Input rows ▸
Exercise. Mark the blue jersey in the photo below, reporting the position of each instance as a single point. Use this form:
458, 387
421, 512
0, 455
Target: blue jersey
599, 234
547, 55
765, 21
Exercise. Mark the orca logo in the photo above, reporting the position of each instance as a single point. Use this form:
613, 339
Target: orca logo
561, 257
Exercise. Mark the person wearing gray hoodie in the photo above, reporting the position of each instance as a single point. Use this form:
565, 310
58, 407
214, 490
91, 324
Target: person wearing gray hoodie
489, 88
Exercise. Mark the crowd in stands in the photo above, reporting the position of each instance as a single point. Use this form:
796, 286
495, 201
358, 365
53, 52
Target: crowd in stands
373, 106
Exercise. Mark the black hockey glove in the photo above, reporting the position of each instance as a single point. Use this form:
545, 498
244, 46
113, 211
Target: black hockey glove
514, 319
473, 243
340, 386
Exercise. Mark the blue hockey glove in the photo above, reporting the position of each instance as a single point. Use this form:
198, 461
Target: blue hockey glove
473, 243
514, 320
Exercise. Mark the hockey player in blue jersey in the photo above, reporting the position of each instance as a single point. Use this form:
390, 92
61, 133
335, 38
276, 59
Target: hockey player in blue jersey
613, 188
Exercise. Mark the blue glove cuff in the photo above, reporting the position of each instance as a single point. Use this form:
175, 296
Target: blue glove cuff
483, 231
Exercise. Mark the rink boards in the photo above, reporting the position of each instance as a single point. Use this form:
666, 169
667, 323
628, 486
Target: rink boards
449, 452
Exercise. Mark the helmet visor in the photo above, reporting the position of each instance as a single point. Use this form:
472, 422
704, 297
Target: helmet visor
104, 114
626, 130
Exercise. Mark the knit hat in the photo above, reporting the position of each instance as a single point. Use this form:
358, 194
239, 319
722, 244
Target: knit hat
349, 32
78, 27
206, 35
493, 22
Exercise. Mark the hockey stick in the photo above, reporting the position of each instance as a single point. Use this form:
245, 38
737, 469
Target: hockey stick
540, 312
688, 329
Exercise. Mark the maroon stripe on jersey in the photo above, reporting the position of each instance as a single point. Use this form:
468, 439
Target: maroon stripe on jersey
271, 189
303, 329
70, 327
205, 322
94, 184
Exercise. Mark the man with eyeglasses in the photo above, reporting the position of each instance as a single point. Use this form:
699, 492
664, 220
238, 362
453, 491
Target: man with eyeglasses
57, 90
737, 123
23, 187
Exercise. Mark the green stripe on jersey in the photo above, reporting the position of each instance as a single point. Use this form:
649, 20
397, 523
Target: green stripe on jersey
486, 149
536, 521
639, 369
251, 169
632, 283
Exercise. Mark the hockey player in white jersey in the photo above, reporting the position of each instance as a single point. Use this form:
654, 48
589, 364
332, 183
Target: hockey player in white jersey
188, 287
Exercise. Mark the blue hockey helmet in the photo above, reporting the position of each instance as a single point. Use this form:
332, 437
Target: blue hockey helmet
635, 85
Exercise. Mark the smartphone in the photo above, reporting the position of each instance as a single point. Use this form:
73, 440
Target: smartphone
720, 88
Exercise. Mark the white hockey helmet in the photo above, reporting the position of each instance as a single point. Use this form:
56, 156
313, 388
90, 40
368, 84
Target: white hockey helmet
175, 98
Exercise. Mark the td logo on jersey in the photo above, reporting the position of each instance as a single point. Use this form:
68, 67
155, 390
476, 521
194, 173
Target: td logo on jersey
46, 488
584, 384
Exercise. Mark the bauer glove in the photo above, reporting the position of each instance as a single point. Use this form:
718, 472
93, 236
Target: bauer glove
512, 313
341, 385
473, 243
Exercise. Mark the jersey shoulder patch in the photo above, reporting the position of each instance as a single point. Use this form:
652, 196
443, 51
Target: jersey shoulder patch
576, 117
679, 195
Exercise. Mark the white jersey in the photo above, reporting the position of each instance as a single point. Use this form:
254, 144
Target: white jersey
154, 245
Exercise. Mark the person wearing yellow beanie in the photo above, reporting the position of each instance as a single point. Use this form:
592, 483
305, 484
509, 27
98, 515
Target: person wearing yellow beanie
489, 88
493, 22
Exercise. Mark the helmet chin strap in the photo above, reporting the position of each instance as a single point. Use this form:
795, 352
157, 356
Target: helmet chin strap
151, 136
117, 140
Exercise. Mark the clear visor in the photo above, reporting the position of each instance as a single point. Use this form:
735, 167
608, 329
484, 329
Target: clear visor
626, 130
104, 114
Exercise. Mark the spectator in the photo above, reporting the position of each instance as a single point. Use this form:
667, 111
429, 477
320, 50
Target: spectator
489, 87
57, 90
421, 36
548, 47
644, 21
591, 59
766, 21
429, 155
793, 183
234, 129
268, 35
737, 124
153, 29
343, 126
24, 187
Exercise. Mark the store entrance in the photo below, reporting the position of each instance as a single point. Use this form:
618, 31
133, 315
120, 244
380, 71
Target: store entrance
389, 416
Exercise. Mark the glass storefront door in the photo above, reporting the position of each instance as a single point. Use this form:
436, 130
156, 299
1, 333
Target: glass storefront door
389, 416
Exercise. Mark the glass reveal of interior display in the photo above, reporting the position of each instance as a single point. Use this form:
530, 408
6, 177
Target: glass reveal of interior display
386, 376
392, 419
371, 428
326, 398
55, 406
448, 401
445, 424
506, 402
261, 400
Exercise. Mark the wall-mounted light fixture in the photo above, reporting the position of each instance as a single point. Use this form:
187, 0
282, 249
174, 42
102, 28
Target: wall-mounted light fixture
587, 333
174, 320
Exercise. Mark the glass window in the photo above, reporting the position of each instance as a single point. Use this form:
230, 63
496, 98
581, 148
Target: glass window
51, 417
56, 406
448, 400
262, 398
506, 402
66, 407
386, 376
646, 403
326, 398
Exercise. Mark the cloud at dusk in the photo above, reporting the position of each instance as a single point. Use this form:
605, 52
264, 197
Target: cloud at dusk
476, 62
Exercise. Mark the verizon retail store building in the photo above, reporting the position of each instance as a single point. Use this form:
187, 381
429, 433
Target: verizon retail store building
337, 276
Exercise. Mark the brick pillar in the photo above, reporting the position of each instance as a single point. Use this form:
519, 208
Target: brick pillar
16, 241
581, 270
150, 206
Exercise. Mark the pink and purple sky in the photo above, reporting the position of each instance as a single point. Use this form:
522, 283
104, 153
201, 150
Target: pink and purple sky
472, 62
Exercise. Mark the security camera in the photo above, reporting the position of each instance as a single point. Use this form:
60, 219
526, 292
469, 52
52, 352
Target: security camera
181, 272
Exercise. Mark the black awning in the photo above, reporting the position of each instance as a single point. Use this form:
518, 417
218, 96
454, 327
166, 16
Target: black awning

What this task involves ▸
Please repeat the listing exactly, with nothing left out.

Solution for this task ▸
Exercise. Mark the blue jersey in the photo below, reporting the position of each instance as a single point. Use this form:
458, 387
421, 512
0, 455
Target: blue jersey
599, 234
547, 55
765, 21
Exercise. Mark the orca logo in the photo above, reporting the position of each instance as a single point. Use this form:
613, 339
Target: orca logo
561, 257
Exercise. Mark the person wearing gray hoodie in the photo above, reporting the position of each instance as a single point. Use this form:
565, 310
58, 407
214, 490
91, 324
Target: person wearing gray hoodie
489, 88
Exercise. Mark the crowd in stands in the photo above, reporting the position of each instance as a single point. Use this form:
796, 286
495, 201
358, 365
53, 52
Target: crowd in stands
373, 106
Exercise. Mark the black hockey glove in the photo above, reporting the position of each instance as a single point. Use this form:
545, 498
244, 46
113, 211
Target: black hockey glove
514, 319
473, 243
340, 386
Exercise. Mark the blue hockey glove in the photo above, reporting the position of each instance as a single point. Use this form:
198, 461
Target: blue hockey glove
473, 243
514, 320
Exercise. Mark the hockey player in blue jersey in the photo above, reporting the position of each instance as a single point. Use this form:
390, 92
61, 133
335, 38
276, 59
Target: hockey player in blue jersey
613, 188
Exercise. Mark the blue glove cuff in the photo above, reporting the position of each instance as a single point. Use this form:
175, 296
Target: blue glove cuff
483, 231
Exercise. Mark the rink boards in the photo above, reporting the position of each instance as a single point. Use this form:
666, 169
667, 323
628, 486
Target: rink boards
449, 452
Exercise. Mark the helmet visor in the photo above, reporting the position of each instance as a single point. Use this form:
472, 422
704, 297
Target: helmet visor
104, 114
626, 130
Exercise. Mark the knit hat in the photo above, reporting the position of each instance as a single point. Use this form:
358, 194
239, 319
722, 244
Target: knit hat
349, 32
78, 27
206, 35
493, 22
Exercise. Mark the hockey stick in the photo above, reporting the position of each instance as a single point. Use this form:
245, 38
737, 469
Target: hockey stick
540, 312
688, 329
Exercise. Mark the maroon stripe on jersey in the photo above, reporting the position of each instance as a single point. Use this form:
468, 439
Target: maroon stripe on jersey
271, 189
303, 329
70, 327
205, 322
94, 184
Exercise. Mark the man with eyeglasses in the photo above, reporting the position of each instance as a single point. Use this form:
699, 492
664, 220
238, 362
453, 491
Target: man with eyeglasses
57, 90
737, 123
23, 187
Exercise. Mark the green stripe on jersey in the photo above, reporting the position of each instance as a single point. Use this form:
649, 20
397, 523
Target: green stripe on jersey
486, 149
536, 521
639, 369
251, 169
632, 283
Exercise. Mark the hockey player in white jersey in the photo above, reporting the position of each instance as a single point. Use this form:
654, 48
589, 364
332, 183
Target: hockey player in white jersey
188, 287
Exercise. Mark the blue hockey helmet in the photo above, reporting the position of each instance as a single point. Use this form:
332, 437
Target: blue hockey helmet
635, 85
Exercise. Mark the smartphone in the photo above, reporting the position of each instance as a single point. Use this form:
73, 440
Target: smartphone
720, 88
Exercise. Mark the white hockey helmet in the photo above, reporting the position of each instance as a single point. Use this form:
56, 156
313, 388
90, 40
368, 84
Target: white hockey helmet
175, 98
Exercise. Mark the td logo on jersey in the photo above, reporting the position of each instance as a single point. Use this form:
68, 67
155, 390
476, 521
194, 173
Target: td logo on jersey
46, 488
584, 384
Exercise. Mark the bauer glove in the photo above, reporting the position of each instance as a single point. Use this form:
718, 472
93, 236
Target: bauer glove
512, 313
341, 385
473, 243
Exercise. Mark the jersey shoulder patch in the photo above, reporting the position of each instance as a single point. Use this form:
652, 196
443, 51
Target: jersey shoulder patch
576, 117
679, 195
Exercise. Mark the white jersey in the photo above, reporting the position of each instance as a single point. Use this form:
254, 144
Target: white jersey
154, 245
Exercise. Mark the person wearing yellow beanie in the photo above, reporting the position of each instance as a single point. Use this form:
592, 483
305, 484
509, 27
98, 515
Target: person wearing yellow beanie
489, 88
493, 22
Exercise. Mark the helmet chin strap in the photo above, reporting the position of each instance as a single point. Use this form:
795, 352
157, 356
Target: helmet chin strap
151, 136
117, 140
Exercise. Mark the clear visor in the photo above, reporting the position of each instance as a single point. Use this form:
735, 167
608, 329
484, 329
Target: clear visor
626, 130
104, 114
Exercise. Mark the spectator in the photo above, reporting the position of each instance as a single point. Use this form:
667, 111
429, 477
320, 50
Target: spectator
489, 87
57, 90
421, 36
548, 47
644, 21
591, 59
766, 21
429, 155
793, 183
234, 129
268, 35
737, 124
153, 29
343, 126
24, 187
Exercise. Mark the store entrance in the photo below, reporting the position of each instance as a single point. Use this form:
618, 31
133, 315
120, 244
380, 71
Target: store entrance
389, 416
Exercise. Mark the glass storefront door in the photo above, reporting the position of each instance as a single point. Use this form:
436, 130
156, 299
1, 333
Target: glass storefront door
389, 416
Exercise. Mark the glass reveal of interior display in the photo above, reporting the position of each instance as a single point. Use this form:
530, 408
6, 177
Target: glass reveal of interior display
386, 376
392, 419
371, 428
326, 398
55, 406
448, 401
445, 424
506, 402
261, 400
Exercise. Mark the wall-mounted light fixture in the photo above, reporting the position of each instance as a single point. Use this form:
187, 0
282, 249
174, 42
102, 28
Target: wall-mounted light fixture
587, 333
174, 320
Exercise. Mark the glass window in the photo above, reporting the position of each instance as a single point. Use this form:
230, 63
496, 98
581, 148
Target: glass window
51, 417
56, 406
448, 400
262, 398
506, 402
66, 407
386, 376
646, 403
326, 398
Exercise. Mark the cloud at dusk in the photo above, reporting the position of each instance as a single point. Use this form:
605, 52
264, 197
Target: cloud at dusk
476, 62
Exercise. Mark the verizon retail store building in the photo above, reporting the position of each instance as a single point. Use this form:
187, 381
429, 433
Target: verizon retail store building
337, 276
Exercise. Mark the brick pillar in the photo above, reporting the position of each instance as a single point. Use this form:
519, 208
Target: brick pillar
16, 241
581, 270
150, 206
Exercise. Mark the pink and purple sky in the photo above, reporting the position of each instance as a single point. Use this form:
522, 283
104, 153
201, 150
Target: pink and purple sky
472, 62
Exercise. Mark the security camera in the photo above, reporting the position of each instance as a single point. Use this form:
60, 219
526, 292
469, 52
52, 352
Target: security camera
181, 272
Exercise. Mark the black awning in the photo above, reporting the position of each instance as a single point. Use this form:
518, 417
218, 96
454, 327
166, 16
Target: black awning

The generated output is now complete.